* _Supplied text_:
-- begin --

[nobe-l] Accessing rare books and manuscripts

Irina Anisimova ilanisimova at gmail.com
Sat Sep 10 00:34:57 UTC 2011

Hi Lucy,

I do not work with archives, I have chosen to specialize in
contemporary culture so that everything would be available in
electronic form.  But if you need to work with archives, here are my

My sighted friends, who work with archives use cameras to take
pictures of the text, they then view them on their computer.  You can
do the same using the NFB reader technology, which uses the camera on
Nokia phone for scanning.  You can also ask university librarians to
scan the material you need.  I don’t know if they are allowed to scan
fragile materials, but you can definitely ask.  At Pitt, I always ask
interlibrary loan to scan books for me, and they have been very good
about it.  This arrangement also saves me a lot of time.

-- end --

(Stored items from a collection)
-- begin --

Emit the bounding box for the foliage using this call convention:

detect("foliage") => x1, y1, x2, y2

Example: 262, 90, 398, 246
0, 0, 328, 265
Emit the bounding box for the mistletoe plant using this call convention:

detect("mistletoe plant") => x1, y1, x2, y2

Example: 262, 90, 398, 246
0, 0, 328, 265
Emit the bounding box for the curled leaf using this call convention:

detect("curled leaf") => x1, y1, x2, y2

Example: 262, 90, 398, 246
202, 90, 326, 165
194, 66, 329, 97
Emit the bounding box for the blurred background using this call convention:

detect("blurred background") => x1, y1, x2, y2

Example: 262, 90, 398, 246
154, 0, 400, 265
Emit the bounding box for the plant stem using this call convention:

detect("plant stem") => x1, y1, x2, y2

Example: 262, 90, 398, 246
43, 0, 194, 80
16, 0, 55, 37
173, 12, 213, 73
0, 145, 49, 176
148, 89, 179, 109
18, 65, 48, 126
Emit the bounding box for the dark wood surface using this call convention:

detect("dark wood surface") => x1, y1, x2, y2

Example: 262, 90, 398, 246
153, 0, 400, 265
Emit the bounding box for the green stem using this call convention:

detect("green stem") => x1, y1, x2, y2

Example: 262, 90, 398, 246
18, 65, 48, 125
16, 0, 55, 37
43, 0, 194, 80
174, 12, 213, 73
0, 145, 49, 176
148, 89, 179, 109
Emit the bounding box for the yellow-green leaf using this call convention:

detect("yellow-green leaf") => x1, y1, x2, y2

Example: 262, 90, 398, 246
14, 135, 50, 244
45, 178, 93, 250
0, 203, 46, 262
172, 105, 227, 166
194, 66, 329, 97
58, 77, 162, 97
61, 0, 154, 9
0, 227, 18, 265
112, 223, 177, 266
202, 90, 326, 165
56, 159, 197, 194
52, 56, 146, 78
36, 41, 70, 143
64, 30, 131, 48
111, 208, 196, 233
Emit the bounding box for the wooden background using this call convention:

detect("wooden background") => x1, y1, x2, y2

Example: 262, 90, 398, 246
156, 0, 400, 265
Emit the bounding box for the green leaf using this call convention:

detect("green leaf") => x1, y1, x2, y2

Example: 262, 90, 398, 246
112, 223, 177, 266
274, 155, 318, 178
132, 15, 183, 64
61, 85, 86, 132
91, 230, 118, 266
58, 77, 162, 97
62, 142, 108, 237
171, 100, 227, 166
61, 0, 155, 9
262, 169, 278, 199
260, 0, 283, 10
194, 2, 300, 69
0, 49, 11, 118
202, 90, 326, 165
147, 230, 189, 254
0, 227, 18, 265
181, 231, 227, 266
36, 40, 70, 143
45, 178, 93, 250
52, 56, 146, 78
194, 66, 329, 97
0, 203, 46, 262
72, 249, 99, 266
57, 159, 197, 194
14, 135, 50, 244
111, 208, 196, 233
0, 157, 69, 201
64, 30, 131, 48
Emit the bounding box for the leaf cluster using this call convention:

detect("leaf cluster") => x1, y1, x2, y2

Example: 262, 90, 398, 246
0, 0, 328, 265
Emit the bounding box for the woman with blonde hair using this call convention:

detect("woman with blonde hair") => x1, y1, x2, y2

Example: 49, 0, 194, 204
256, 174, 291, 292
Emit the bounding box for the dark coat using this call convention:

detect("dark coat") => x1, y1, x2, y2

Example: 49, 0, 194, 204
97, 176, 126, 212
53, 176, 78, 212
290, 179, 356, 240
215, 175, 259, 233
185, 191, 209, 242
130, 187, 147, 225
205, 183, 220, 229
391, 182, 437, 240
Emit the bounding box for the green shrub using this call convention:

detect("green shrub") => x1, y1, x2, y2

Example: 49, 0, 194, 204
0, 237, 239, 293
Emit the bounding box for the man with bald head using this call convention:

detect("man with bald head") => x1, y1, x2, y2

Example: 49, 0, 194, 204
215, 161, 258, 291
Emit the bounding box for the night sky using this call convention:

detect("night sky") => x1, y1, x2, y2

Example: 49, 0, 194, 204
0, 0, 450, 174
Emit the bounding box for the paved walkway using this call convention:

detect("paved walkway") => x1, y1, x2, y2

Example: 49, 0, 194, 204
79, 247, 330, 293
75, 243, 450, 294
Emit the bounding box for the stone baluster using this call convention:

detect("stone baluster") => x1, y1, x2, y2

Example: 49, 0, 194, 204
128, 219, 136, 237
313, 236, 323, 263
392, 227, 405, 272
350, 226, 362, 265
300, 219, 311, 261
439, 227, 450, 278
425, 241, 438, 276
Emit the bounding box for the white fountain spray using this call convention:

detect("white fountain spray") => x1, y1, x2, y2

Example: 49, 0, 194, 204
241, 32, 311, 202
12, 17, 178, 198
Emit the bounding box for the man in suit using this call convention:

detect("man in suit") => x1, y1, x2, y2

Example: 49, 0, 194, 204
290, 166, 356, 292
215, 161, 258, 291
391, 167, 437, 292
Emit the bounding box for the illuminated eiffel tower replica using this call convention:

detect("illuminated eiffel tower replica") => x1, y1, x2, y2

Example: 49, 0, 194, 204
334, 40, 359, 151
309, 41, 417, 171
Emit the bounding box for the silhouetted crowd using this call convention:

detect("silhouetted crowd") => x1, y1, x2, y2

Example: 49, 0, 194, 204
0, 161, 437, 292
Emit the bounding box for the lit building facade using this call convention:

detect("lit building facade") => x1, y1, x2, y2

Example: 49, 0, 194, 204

-- end --

* _Task instructions_:
A. Return each line of the records that contains the string "walkway", matching case exactly.
B. Go on with the mailing list message about accessing rare books and manuscripts, picking up after its last sentence.

* _Task responses_:
A.
Emit the bounding box for the paved walkway using this call convention:
detect("paved walkway") => x1, y1, x2, y2

B.
I have some reservations about using readers.  For one thing, the
university does not provide them, and I would have to hire them
myself.  Your university might have different policy about it.
Moreover, you would not be able to have a direct citation from a
recording.  You also might need to reread the material on your own a
couple of times to figure out what is really important.  The only
problem with scanning manuscripts might be that they would be
difficult for text recognition.  In this case, you might still need to
use the reader, or someone, who could edit your scan.  Let me know how
this works.  I still might do research in 19th century, and would love
to know about your experience working with archives.
The address of blind academics group is

It seems pretty inactive though.  Hopefully everyone in this group is
also on the NOBE-l list.



On 9/9/11, Ashley Bramlett <bookwormahb at earthlink.net> wrote:
> Lucy,
> I've encountered reference books that I am not allowed to take out of the
> library. I have to have sighted help with this.
> Use a reader familiar with the subject. For researching in depth, ideally
> the reader should either be good in research themselves from their
> assignments or have read a lot before so they are good at skimming and
> looking up stuff for you with your guidance.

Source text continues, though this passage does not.